Trecho para leitura:
▽

O estilo arquitetônico do “brutalismo”, que foi modelado no “béton brut” (cimento bruto) de Corbusier, tinha pouco a ver com brutalidade, mas era mais uma ética de produção. Os edifícios deveriam ter um valor de reconhecimento icônico, os materiais deveriam ser utilizados não refinados – “como encontrados” – e a construção deveria ser exposta – ou seja, nada deveria ser rebocado, acabado ou decorado.

O concreto era apenas um desses materiais, embora o termo “Brutalismo” seja hoje freqüentemente utilizado como sinônimo para edifícios com grande exposição de revestimento de concreto.

Um dos edifícios mais marcantes é a igreja do escultor e arquiteto Walter Maria Förderer, construída em 1967 em St. Nicolas, em Hérémence. No jogo de orifícios e janelas, como em muitas igrejas brutalistas da época, o edifício convida a aberturas e transformações radicais. A poucos quilômetros da barragem de Grand Dixence, Förderer baseou seu projeto na imagem de uma rocha que despencou no vale. Aqui, o concreto se torna uma segunda crosta terrestre, uma nova natureza; a arquitetura é vista como parte da paisagem na qual a fronteira entre natureza e artificialidade é apagada.

O escritório de arquitetura Atelier 5 adotou uma abordagem bastante delicada em relação ao concreto. Na ampla utilização do concreto para seus edifícios, eles se veem comprometidos com uma ética de construção na qual o concreto, com todas as suas imperfeições superficiais, se encaixa. O arquiteto Jaques Blumer, do Atelier 5, afirmou  que o concreto é um material “que acomoda a simplicidade de expressão, bem como a simplicidade nos detalhes.”

Esta crença na simplicidade era central: o Atelier 5 foi organizado coletivamente – para além do culto aos mestres e às estrelas – com o objetivo de construir apartamentos para trabalhadores. Mesmo que os apartamentos resultantes fossem ocupados em sua maioria por uma classe média educada, o grupo conseguiu criar vários assentamentos habitáveis de grande densidade, que mais pareciam cidades medievais do que grandiosas e modernas cidades.

△

A tarefa: Reproduza palavra por palavra a parte do texto sobre o brutalismo que vai de "O estilo arquitetônico" até "acabado ou decorado.", incluindo esses dois trechos. A listagem não tem nenhum papel aqui.

Extrato de dados:
▽

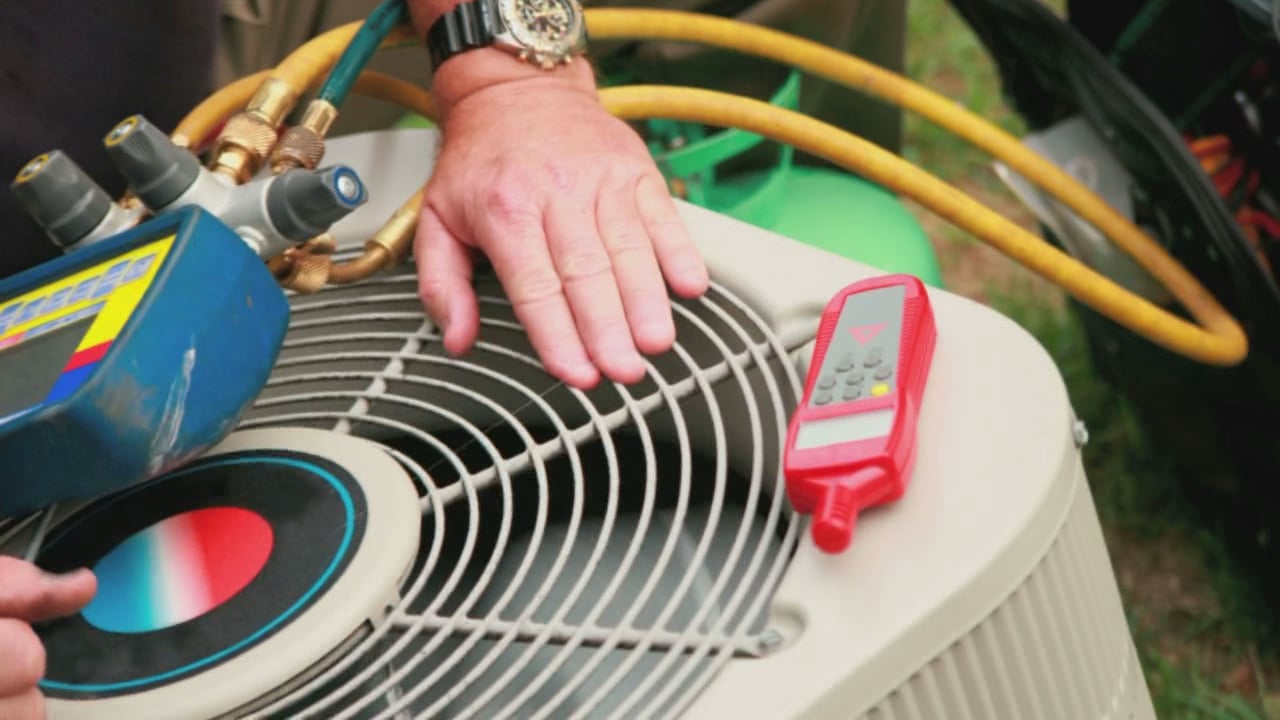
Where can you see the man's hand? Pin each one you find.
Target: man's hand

△

Resultado da tarefa:
O estilo arquitetônico do “brutalismo”, que foi modelado no “béton brut” (cimento bruto) de Corbusier, tinha pouco a ver com brutalidade, mas era mais uma ética de produção. Os edifícios deveriam ter um valor de reconhecimento icônico, os materiais deveriam ser utilizados não refinados – “como encontrados” – e a construção deveria ser exposta – ou seja, nada deveria ser rebocado, acabado ou decorado.